--- Start of Dataset ---

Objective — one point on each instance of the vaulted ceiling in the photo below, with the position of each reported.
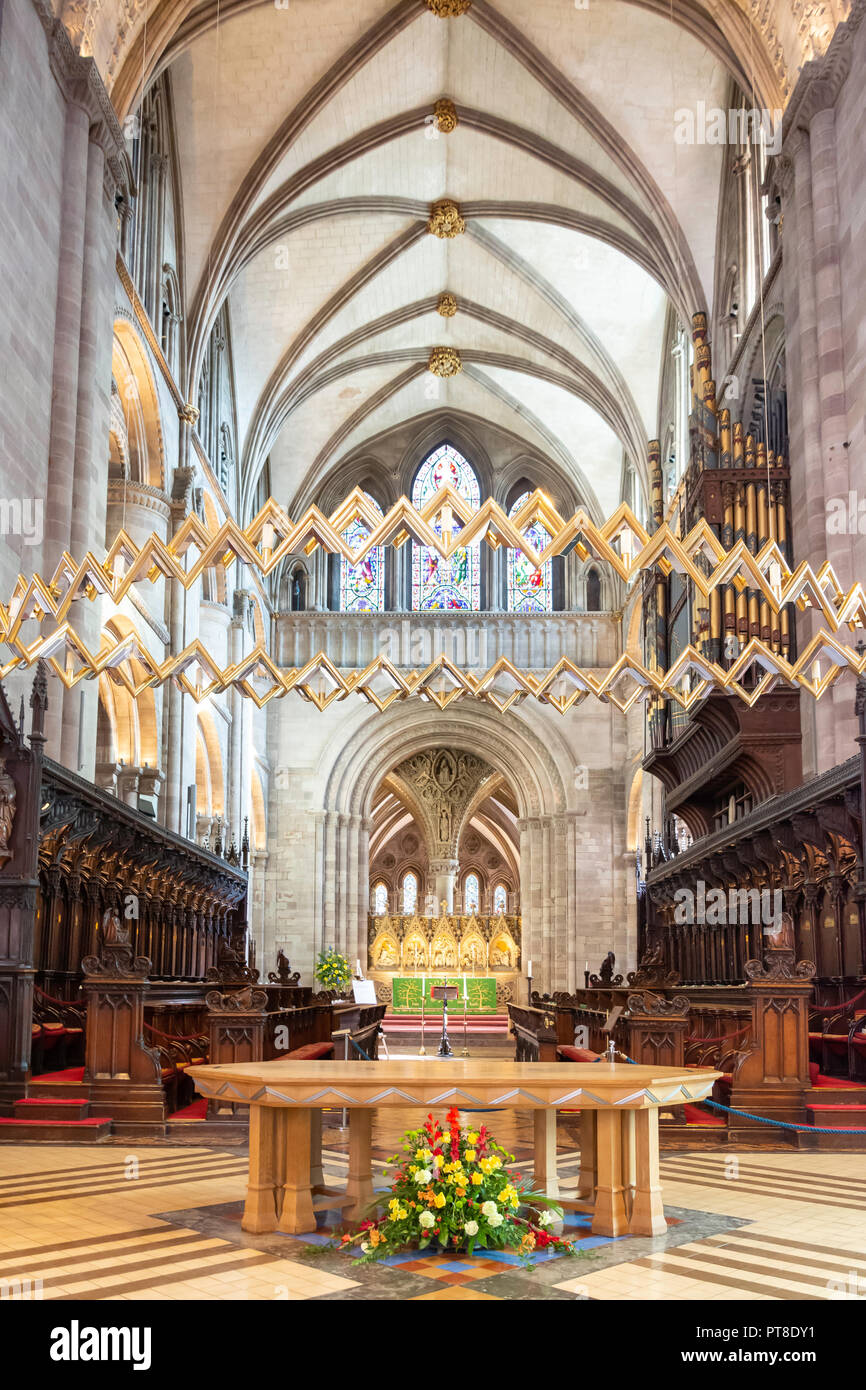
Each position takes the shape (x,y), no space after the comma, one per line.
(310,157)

--- End of Dataset ---
--- Start of Dataset ---

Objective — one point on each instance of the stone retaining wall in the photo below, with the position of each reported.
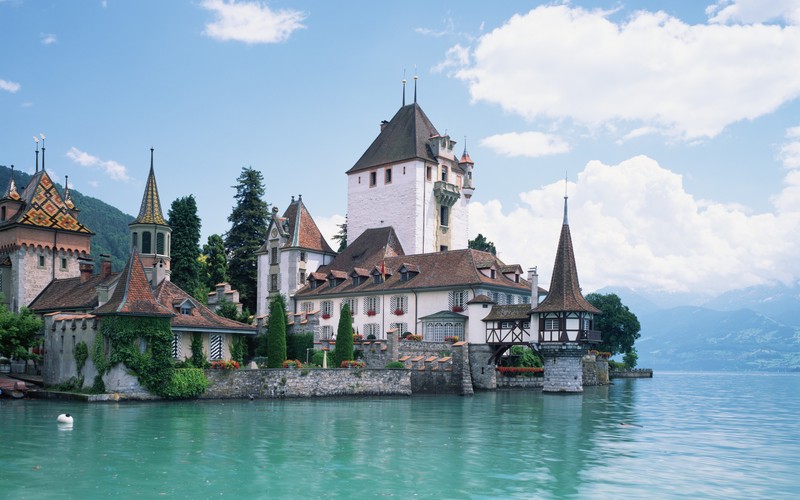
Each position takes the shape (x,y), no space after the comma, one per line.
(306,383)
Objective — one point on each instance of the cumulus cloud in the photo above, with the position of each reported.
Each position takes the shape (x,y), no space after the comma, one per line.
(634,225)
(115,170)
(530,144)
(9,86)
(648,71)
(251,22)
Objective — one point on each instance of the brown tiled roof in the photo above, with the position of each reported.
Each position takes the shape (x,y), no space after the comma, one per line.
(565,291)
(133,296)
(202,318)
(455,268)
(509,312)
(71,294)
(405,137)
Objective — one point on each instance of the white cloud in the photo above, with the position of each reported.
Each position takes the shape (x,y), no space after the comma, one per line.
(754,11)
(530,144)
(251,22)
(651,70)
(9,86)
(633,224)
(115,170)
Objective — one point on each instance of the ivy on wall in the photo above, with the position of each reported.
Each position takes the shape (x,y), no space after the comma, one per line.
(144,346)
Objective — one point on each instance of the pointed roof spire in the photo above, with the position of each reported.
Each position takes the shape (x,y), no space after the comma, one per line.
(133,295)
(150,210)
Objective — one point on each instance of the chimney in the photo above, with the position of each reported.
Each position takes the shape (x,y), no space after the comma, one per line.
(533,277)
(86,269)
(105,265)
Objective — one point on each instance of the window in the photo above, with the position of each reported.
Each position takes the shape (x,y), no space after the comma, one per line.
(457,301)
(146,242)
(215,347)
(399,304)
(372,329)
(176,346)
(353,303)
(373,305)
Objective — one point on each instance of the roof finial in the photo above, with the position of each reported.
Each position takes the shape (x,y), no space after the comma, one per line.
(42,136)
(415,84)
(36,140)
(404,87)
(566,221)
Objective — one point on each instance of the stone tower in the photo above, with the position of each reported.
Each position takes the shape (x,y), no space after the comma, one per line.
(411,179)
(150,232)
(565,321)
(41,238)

--- End of Dataset ---
--- Start of Dataset ---

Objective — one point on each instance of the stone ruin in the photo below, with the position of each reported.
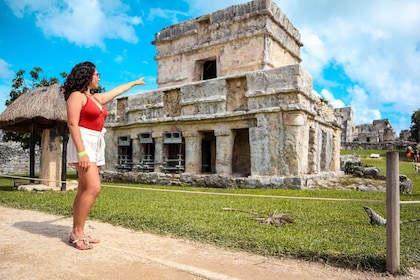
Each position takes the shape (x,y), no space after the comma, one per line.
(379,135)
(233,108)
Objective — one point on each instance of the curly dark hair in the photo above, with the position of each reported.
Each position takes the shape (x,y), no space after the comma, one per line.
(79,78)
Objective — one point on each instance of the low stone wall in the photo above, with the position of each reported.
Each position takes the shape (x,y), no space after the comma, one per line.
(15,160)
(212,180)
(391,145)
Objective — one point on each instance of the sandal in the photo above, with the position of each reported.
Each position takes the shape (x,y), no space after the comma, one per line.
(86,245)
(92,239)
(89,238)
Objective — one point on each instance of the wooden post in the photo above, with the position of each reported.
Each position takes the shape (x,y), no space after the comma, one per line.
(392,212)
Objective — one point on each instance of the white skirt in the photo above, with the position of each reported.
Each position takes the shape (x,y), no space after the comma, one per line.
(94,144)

--- End of Dataset ---

List each line of the data above that contains the word "white", copying every such line in full.

Right answer:
Objective — one point on each instance of the white cloud in the photo above, with the position of each reported.
Objective — one point on each instance of the white skirt in the photo above, with the position of each reported.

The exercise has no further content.